Au terme des débats, le tribunal considère sur ces différents points :
- qu'indiscutablement, nous pouvons affirmer, nonobstant les interrogations exprimées par la défense sur ce point, qui suppute une machination..., que ce sac de DCCNA se trouvait bien présent dans le local le 19 septembre 2001, date de la constitution de la benne blanche litigieuse.

En effet, la comparaison de l'inventaire établi par l'équipe de M. PANEL qui mentionne la présence de trois sacs d'acide cyanurique (mais aucun de DCCNA) et du procès-verbal de perquisition en date du 27 novembre 2001, lequel fait état de la découverte dans ce local de deux sacs d'acide cyanurique et d'un sac de DCCNA démontre, sans conteste possible que l'erreur de l'inventaire de la CEI porte sur une confusion entre un sac d'acide cyanurique et un sac de DCCNA (ces sacs provenant du même atelier sont relativement proches l'un de l'autre au point que MM. MOTTE et DOMENECH, au vu des photographies qu'ils avaient prises dans ce local le 3 octobre 2001, considéreront qu'il y avait deux sacs de DCCNA et non pas un... ce qu'ils mentionneront dans les rapports d'étape avant de rectifier leur méprise, contribuant un peu plus à la confusion et à susciter les suspicions des parties civiles).


- la présence de ce sac de DCCNA, manifestement perforé lors d'une opération de manutention le 16 juillet 2001, selon la traçabilité du lot dont il faisait partie, non lavé, dans lequel M. DOMENECH a pu faire un prélèvement de produits aux fins d'analyse (dont on ignore les résultats) mais comprenant indiscutablement du chlore, atteste de la présence de dérivé chloré dans ce local et compte tenu de la pratique dit du "secouage des sacs" destinés à éviter que la société FORINSERPLAST ne se trouve confrontée à des DIS, à la possibilité de présence de dérivé chloré au sol ; s'agissant de la quantité de produits, il faut conserver à l'esprit que pour parvenir à la mise en détonation des tas de nitrates, l'avis des experts judiciaires a évolué pour passer de 500 kgs de DCCNA à un kilo ou plus de ce produit.
= = = =
#### Consigne
Rédigez la suite de l'extrait de jugement consacré au sac de DCCNA, en reprenant juste après sa dernière phrase.
= = = =
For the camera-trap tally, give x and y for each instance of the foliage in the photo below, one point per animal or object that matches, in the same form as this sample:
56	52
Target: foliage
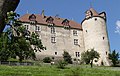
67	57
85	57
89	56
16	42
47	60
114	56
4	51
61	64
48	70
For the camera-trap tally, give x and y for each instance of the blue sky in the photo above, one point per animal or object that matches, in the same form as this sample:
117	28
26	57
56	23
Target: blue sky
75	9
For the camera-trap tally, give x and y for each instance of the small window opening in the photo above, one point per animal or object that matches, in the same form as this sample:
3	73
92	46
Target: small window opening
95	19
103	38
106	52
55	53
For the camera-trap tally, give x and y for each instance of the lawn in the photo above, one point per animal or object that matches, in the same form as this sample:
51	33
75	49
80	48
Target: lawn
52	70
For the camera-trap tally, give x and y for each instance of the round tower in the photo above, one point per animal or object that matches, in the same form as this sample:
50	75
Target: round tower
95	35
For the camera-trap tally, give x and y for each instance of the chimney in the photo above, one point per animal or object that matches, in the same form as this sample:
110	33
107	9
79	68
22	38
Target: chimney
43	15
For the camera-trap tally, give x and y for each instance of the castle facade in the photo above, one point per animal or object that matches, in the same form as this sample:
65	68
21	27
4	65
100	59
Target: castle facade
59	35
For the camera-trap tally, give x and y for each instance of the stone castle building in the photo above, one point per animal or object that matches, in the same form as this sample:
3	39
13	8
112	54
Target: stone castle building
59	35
= = = =
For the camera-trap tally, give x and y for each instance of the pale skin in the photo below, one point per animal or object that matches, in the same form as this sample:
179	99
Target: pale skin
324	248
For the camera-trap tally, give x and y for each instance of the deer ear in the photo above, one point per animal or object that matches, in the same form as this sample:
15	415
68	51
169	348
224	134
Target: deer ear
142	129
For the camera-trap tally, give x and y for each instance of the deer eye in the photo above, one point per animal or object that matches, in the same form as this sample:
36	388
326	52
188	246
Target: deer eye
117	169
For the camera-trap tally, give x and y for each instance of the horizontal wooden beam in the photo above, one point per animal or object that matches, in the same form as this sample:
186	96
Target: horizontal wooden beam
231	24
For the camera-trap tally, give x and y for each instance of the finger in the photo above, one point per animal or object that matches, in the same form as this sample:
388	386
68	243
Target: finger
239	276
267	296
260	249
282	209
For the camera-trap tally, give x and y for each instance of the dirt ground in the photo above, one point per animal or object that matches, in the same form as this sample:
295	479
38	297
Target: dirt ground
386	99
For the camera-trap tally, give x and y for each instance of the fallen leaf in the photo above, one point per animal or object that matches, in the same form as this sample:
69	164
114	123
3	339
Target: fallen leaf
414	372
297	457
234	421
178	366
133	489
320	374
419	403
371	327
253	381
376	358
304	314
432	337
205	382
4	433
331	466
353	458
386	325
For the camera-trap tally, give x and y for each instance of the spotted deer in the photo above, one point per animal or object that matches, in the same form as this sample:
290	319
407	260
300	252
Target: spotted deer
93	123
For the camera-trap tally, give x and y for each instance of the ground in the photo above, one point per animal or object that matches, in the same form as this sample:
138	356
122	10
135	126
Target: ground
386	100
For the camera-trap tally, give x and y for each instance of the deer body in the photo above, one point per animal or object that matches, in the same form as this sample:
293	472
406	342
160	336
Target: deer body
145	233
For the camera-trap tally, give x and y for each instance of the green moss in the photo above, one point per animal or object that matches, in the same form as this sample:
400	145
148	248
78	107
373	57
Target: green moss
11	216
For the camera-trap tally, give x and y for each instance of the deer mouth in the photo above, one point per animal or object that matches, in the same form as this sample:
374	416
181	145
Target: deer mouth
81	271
= = = =
#### Résultat de l'exercice
La technique de vidage des sacs de DCCNA perforé, par gravitation, en suspendant le GRVS perforé au dessus d'un sac vide, permet de transférer le contenu par l'ouverture d'une chaussette située sous le sac. Cette technique rend peu probable la présence de quantité conséquente de ce produit à l'intérieur du sac ; toutefois, il résulte des propres déclarations de M. DOMENECH (cote D 136) qu'il a pu récupérer le 2 octobre 2001 quelques dizaines de grammes de produits

pour analyse ; même si M. SOUHIA a pu préciser que lors des opérations de nettoyage de l'atelier ACD, il a été amené à fermer les chaussettes... ce qui ne permettrait pas d'exclure que ces intérimaires aient employé des sacs type DCCNA ou ATCC pour y mettre des poussières, les photographies prises par MM. DOMENECH et MOTTE semblent confirmer que lors de leur découverte du GRVS en question, celui-ci avait sa "chaussette" ouverte.


- les déclarations de M. ALGANS quant à la découverte de sacs de dérivés chlorés depuis juin 2001 sont à prendre avec précaution, l'intéressé n'ayant pas pu préciser la particularité de ces sacs avec leur "chaussette" inférieure ; en toute hypothèse, sa déclaration confirme l'extension de la collecte des sacs usagés à toute l'usine, mais ne permet pas d'avoir des précisions sur ce qu'il en est précisément le 19 septembre 2001.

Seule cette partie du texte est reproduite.